— start of DATA PROVIDED —
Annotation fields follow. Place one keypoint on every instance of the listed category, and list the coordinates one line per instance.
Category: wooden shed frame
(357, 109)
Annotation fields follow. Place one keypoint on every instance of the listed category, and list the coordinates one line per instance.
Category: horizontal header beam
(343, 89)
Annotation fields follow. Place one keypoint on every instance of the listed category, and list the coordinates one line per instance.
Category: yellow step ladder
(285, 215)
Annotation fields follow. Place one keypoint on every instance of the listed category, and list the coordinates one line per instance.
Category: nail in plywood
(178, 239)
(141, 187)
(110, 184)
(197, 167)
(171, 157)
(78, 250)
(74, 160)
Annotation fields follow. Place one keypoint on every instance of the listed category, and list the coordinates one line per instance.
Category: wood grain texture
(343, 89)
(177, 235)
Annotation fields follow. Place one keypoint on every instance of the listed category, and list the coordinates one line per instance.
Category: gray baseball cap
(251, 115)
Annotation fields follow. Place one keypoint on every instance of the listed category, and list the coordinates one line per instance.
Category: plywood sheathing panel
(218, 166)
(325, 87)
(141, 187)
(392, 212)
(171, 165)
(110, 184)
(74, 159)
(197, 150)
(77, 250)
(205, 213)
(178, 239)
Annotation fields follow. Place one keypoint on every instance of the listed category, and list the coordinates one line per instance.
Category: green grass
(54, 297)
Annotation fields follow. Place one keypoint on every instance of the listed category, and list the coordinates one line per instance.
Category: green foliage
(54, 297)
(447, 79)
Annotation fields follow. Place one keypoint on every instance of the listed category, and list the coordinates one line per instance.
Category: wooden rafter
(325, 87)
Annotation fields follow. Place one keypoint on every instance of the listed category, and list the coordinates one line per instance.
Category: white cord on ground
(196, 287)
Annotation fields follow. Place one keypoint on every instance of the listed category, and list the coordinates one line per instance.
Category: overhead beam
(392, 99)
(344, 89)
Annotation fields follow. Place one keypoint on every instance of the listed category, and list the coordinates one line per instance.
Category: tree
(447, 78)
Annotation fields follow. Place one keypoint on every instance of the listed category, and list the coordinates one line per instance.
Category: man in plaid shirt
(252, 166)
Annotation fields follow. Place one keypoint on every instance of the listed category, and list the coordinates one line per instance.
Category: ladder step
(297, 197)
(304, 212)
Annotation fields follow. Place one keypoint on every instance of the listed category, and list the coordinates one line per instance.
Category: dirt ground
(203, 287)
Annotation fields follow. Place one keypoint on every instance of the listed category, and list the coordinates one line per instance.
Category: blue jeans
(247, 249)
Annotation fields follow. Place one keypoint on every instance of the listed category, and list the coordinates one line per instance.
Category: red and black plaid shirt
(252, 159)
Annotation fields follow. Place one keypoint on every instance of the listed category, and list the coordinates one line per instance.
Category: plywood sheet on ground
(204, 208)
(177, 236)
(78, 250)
— end of DATA PROVIDED —
DIRECTION>
State only the number of lines in the entries above that contain the word "beam".

SOLUTION TO THE EXERCISE>
2